** BEGIN DOCUMENT **
The theme was prepared as a part of the program The Complicated Pages of Common History: Telling About World War II in Lviv.
The citizens of Lviv saw the beginning of a military conflict between the Third Reich and the USSR with different expectations. Some were convinced that with the Germans it would be possible to establish a better life and bring order, while others were more pessimistic. Some part of the Ukrainian population expected a real opportunity to gain independence and restore statehood after a failed attempt in 1918-1919. Jews were mostly afraid of the unknown future.
From the first days of the Nazi occupation of Lviv, it became clear that the Nazis had their own plans for these territories and populations. In Lviv, the implementation of the Third Reich’s state program of the extermination of Jews and Roma in the General Government, i.e. in the regions of Warsaw, Lublin, Radom, Krakow and Lviv, began. Subsequently, the extermination became large-scale and planned, and from early 1942, after the conference in Wannsee (according to other sources, from late 1941), it was code-named Operation Reinhard. In general, the operation was part of a broader concept of the extermination of Jews during World War II, to which the term Holocaust will be applied. This section will also use the term Holocaust to refer to the extermination of Jews during World War II.
** END DOCUMENT **
WRITTEN REQUEST 1:
Answer these questions using the text about World War II in Lviv:
(a) In what years did the failed attempt to restore Ukrainian statehood take place?
(b) Which regions of the General Government does the text list?
(c) What code name was the extermination given from early 1942?
WRITTEN REQUEST 2: Reproduce the passage of the text about World War II in Lviv between "From the first" and "World War II.", inclusive.
The material plays no part in any of this.
** BEGIN INFORMATION PROVIDED **
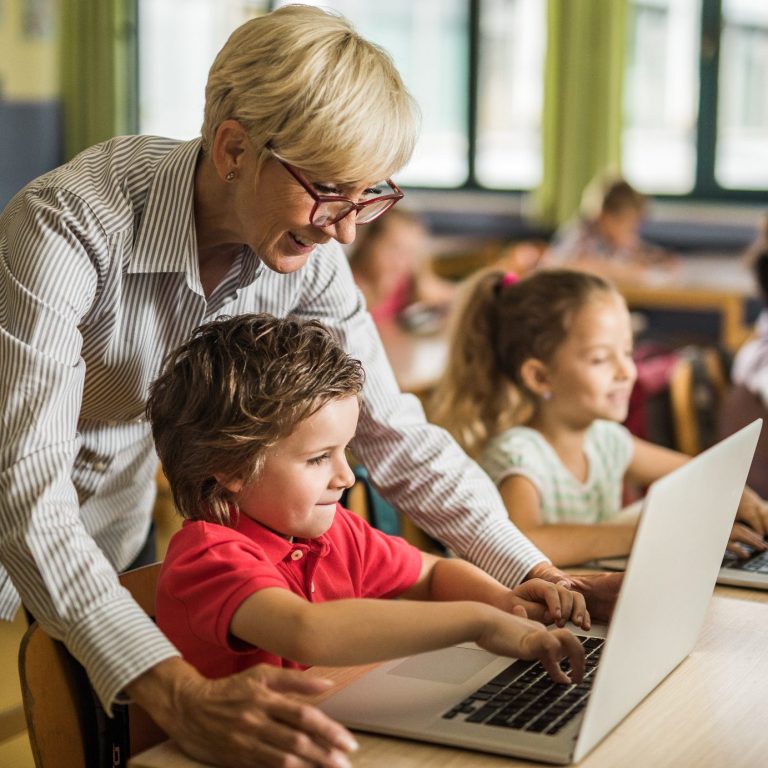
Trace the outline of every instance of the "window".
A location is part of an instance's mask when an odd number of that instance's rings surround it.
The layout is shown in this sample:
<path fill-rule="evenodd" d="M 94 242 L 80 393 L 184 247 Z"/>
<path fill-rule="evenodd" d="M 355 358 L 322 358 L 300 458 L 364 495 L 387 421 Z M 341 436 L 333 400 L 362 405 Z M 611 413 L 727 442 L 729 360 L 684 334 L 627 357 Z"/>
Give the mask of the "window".
<path fill-rule="evenodd" d="M 200 135 L 208 69 L 229 33 L 261 5 L 246 0 L 139 0 L 141 133 L 175 139 Z"/>
<path fill-rule="evenodd" d="M 715 181 L 768 188 L 768 4 L 723 0 Z M 725 86 L 727 84 L 727 87 Z"/>
<path fill-rule="evenodd" d="M 140 0 L 141 132 L 198 135 L 205 80 L 216 52 L 238 24 L 282 4 Z M 397 176 L 399 183 L 530 189 L 539 182 L 546 3 L 312 4 L 339 11 L 362 35 L 385 48 L 419 103 L 421 136 L 411 162 Z M 184 40 L 185 45 L 169 45 L 171 39 Z M 477 62 L 476 71 L 472 61 Z"/>
<path fill-rule="evenodd" d="M 649 193 L 768 187 L 768 3 L 630 0 L 622 165 Z"/>

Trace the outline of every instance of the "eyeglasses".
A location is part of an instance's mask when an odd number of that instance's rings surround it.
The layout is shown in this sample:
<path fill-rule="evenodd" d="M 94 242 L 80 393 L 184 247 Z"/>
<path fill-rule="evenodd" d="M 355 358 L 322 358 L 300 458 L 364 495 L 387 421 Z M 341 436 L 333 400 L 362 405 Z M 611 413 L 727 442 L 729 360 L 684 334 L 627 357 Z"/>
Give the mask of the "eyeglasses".
<path fill-rule="evenodd" d="M 296 168 L 286 163 L 274 152 L 272 155 L 315 201 L 312 212 L 309 214 L 309 221 L 316 227 L 329 227 L 349 216 L 352 212 L 355 214 L 355 224 L 370 224 L 374 219 L 385 214 L 398 200 L 405 197 L 405 193 L 392 179 L 385 179 L 380 184 L 367 189 L 365 194 L 372 195 L 372 197 L 370 200 L 363 200 L 360 203 L 340 195 L 320 195 Z"/>

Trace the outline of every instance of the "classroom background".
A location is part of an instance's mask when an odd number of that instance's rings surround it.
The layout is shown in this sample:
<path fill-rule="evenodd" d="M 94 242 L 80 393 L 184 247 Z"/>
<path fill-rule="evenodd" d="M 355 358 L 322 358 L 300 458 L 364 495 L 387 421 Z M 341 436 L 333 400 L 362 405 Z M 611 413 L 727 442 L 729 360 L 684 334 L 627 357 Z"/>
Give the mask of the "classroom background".
<path fill-rule="evenodd" d="M 111 136 L 196 136 L 216 51 L 281 4 L 0 0 L 0 207 Z M 430 232 L 436 274 L 459 281 L 545 250 L 610 168 L 648 197 L 643 238 L 681 260 L 674 281 L 626 286 L 643 333 L 720 358 L 748 338 L 760 302 L 742 257 L 768 209 L 764 0 L 318 4 L 386 48 L 420 104 L 421 139 L 395 180 Z M 424 333 L 403 349 L 400 330 L 382 329 L 385 346 L 404 388 L 424 394 L 443 347 Z M 674 414 L 659 418 L 674 440 Z M 169 506 L 161 496 L 161 521 Z M 33 764 L 22 631 L 21 617 L 0 625 L 0 765 L 19 768 Z"/>

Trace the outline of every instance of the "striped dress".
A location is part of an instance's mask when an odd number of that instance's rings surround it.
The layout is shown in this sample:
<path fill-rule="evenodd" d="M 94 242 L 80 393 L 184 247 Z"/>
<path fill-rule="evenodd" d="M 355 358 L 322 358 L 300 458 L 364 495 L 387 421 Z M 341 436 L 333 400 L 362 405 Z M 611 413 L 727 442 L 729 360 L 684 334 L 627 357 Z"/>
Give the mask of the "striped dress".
** END INFORMATION PROVIDED **
REPLY 1:
(a) 1918-1919
(b) Warsaw, Lublin, Radom, Krakow and Lviv
(c) Operation Reinhard

REPLY 2:
From the first days of the Nazi occupation of Lviv, it became clear that the Nazis had their own plans for these territories and populations. In Lviv, the implementation of the Third Reich’s state program of the extermination of Jews and Roma in the General Government, i.e. in the regions of Warsaw, Lublin, Radom, Krakow and Lviv, began. Subsequently, the extermination became large-scale and planned, and from early 1942, after the conference in Wannsee (according to other sources, from late 1941), it was code-named Operation Reinhard. In general, the operation was part of a broader concept of the extermination of Jews during World War II, to which the term Holocaust will be applied. This section will also use the term Holocaust to refer to the extermination of Jews during World War II.